◆ TO BE DONE ◆
Give back all the data exactly, line by line.

——————

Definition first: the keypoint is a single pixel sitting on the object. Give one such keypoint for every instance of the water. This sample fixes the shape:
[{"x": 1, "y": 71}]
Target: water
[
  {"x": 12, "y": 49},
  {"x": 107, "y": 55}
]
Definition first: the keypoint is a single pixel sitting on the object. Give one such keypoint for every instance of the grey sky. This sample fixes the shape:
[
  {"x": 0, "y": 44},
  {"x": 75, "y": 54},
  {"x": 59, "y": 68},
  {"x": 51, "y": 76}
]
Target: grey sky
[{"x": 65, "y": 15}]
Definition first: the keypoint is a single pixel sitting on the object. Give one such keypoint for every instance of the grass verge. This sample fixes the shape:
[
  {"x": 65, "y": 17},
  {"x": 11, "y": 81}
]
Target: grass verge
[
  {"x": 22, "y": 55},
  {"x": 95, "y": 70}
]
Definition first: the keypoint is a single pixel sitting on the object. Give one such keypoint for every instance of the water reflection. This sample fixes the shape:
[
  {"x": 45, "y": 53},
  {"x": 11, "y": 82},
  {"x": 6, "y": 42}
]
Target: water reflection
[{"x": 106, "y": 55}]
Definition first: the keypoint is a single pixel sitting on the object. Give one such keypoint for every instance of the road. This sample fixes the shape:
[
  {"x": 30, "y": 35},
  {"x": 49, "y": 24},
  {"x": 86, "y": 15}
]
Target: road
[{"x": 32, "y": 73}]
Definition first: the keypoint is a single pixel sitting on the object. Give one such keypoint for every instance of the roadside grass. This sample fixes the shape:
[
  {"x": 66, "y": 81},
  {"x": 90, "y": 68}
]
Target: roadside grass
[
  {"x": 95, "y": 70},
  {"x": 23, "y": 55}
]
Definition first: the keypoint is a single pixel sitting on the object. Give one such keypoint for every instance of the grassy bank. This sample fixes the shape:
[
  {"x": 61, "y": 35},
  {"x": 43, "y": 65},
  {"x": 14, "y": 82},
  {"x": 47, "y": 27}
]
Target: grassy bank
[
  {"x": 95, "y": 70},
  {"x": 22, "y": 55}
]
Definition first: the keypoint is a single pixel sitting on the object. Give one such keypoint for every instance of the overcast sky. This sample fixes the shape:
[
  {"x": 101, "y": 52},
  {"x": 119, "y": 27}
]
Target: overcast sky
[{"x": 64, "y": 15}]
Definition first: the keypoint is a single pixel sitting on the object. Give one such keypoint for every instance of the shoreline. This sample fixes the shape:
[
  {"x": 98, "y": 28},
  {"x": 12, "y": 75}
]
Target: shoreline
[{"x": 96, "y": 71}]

——————

◆ SOLUTION FOR THIS PROBLEM ◆
Definition first: the keypoint is a single pixel sitting on the object. Give one such keypoint for every instance of the water. This sample fixes the shape:
[{"x": 1, "y": 71}]
Target: water
[
  {"x": 12, "y": 49},
  {"x": 107, "y": 55}
]
Definition first: the keypoint is a single pixel sitting on the object. Give one such keypoint for every instance of the grey sky. This sample fixes the shape:
[
  {"x": 0, "y": 44},
  {"x": 75, "y": 54},
  {"x": 59, "y": 68},
  {"x": 51, "y": 76}
]
Target: grey sky
[{"x": 65, "y": 15}]
Definition first: the keypoint is a single pixel sitting on the object. Give one such keypoint for every instance of the grass verge. This sample fixes the shape:
[
  {"x": 65, "y": 17},
  {"x": 11, "y": 81}
]
Target: grass verge
[
  {"x": 22, "y": 55},
  {"x": 95, "y": 70}
]
Definition first: the keypoint is a single pixel sitting on the object. Give one such keypoint for every instance of the water reflection. This sample fixes the shape:
[
  {"x": 45, "y": 53},
  {"x": 11, "y": 82},
  {"x": 6, "y": 42}
]
Target: water reflection
[{"x": 106, "y": 55}]
Definition first: the keypoint is a single pixel sitting on the object. Give one such keypoint for every instance of the road. This sample fixes the shape:
[
  {"x": 30, "y": 35},
  {"x": 49, "y": 24},
  {"x": 86, "y": 15}
]
Target: road
[{"x": 32, "y": 73}]
Definition first: the keypoint is a single pixel sitting on the object. Give one such keypoint for every instance of the roadside grass. This sample fixes the shape:
[
  {"x": 66, "y": 81},
  {"x": 90, "y": 68}
]
Target: roadside grass
[
  {"x": 95, "y": 70},
  {"x": 23, "y": 55}
]
Definition first: the keypoint is a single pixel sitting on the object. Give one such keypoint for every instance of the grassy bank. This sample fixes the shape:
[
  {"x": 61, "y": 35},
  {"x": 43, "y": 65},
  {"x": 14, "y": 82},
  {"x": 47, "y": 27}
]
Target: grassy bank
[
  {"x": 95, "y": 70},
  {"x": 22, "y": 55}
]
Definition first: the keypoint is a single pixel sitting on the object. Give one such keypoint for every instance of the overcast sky. This sample fixes the shape:
[
  {"x": 101, "y": 52},
  {"x": 119, "y": 27}
]
Target: overcast sky
[{"x": 64, "y": 15}]
Definition first: the keypoint is a single pixel sitting on the object. Give one such keypoint for every instance of the shoreline. This sample fixes the shape:
[
  {"x": 98, "y": 28},
  {"x": 12, "y": 75}
]
Target: shoreline
[{"x": 96, "y": 71}]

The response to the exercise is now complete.